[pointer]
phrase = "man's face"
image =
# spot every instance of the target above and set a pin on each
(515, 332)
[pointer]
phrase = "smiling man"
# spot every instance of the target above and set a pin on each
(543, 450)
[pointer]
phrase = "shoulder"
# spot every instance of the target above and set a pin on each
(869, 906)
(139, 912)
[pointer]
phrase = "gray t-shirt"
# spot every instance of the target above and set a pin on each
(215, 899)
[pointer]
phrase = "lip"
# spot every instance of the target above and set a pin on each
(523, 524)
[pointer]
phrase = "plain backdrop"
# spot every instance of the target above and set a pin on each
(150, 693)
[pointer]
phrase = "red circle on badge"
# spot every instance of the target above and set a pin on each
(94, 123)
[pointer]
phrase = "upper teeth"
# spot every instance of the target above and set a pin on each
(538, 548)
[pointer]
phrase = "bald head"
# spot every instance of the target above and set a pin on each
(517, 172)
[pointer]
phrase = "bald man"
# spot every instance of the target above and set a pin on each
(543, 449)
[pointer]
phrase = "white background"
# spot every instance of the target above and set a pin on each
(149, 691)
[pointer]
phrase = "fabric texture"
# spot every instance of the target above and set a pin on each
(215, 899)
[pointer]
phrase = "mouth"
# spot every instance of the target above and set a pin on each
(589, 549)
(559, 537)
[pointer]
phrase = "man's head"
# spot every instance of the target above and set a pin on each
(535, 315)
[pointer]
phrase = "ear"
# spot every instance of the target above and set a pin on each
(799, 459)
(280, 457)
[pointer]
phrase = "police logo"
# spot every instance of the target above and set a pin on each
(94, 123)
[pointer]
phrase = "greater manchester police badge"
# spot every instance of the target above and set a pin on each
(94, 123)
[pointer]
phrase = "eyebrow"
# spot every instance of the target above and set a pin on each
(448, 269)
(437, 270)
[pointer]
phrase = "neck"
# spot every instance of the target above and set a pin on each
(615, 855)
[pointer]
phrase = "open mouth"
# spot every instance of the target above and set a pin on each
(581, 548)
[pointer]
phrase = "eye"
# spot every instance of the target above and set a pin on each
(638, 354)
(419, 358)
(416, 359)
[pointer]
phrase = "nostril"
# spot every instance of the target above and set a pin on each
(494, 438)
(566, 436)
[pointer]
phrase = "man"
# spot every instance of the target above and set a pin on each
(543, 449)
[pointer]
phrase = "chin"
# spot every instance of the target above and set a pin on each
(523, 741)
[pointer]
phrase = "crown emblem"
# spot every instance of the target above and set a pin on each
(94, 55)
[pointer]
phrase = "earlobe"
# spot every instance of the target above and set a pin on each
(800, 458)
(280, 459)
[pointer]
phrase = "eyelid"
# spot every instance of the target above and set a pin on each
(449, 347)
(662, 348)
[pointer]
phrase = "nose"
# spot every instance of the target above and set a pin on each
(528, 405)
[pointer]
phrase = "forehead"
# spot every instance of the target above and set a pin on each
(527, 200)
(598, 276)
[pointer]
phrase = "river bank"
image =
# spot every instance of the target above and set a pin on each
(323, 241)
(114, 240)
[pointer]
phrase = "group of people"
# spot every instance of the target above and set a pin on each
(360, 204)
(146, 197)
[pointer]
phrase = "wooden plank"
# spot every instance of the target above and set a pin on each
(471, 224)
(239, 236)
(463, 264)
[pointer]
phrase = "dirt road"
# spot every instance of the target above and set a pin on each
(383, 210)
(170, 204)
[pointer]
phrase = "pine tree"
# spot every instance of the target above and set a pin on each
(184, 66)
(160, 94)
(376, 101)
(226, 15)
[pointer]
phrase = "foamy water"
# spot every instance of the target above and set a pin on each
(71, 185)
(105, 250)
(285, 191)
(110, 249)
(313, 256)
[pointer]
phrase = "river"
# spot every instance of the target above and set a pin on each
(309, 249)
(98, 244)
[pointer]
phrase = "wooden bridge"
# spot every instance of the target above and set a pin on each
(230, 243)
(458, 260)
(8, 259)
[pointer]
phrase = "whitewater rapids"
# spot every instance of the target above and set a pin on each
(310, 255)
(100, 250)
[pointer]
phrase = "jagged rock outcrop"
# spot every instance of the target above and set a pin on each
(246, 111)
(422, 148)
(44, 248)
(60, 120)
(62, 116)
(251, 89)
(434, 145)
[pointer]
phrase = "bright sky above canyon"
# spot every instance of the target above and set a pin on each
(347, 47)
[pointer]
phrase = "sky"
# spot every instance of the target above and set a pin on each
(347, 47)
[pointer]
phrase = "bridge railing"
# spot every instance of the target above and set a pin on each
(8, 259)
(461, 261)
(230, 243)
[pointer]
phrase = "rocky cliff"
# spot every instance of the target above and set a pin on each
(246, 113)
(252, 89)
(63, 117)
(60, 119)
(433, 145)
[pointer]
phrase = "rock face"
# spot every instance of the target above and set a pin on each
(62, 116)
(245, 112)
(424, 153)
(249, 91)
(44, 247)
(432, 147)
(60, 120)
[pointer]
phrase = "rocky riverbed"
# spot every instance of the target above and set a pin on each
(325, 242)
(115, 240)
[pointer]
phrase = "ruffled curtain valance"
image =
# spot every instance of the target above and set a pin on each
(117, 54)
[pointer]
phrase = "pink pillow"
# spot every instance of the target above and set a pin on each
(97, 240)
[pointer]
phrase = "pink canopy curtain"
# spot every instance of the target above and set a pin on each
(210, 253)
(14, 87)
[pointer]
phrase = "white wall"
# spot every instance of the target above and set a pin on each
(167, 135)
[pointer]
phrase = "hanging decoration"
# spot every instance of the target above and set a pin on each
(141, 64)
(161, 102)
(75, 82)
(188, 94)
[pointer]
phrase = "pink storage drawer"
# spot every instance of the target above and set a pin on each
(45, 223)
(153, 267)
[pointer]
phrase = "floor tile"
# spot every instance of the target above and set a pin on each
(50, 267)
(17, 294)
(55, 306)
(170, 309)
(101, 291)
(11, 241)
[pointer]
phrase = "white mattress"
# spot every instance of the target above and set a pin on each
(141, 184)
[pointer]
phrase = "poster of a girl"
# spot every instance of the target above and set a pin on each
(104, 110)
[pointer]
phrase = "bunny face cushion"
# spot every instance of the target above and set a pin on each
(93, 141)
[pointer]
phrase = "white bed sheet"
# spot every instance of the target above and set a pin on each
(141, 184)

> [Job] Pick out each line in the records that contains the word "curtain", and copy those lines.

> [Response to this task]
phrase = "ruffled curtain valance"
phrase = "pink canopy curtain"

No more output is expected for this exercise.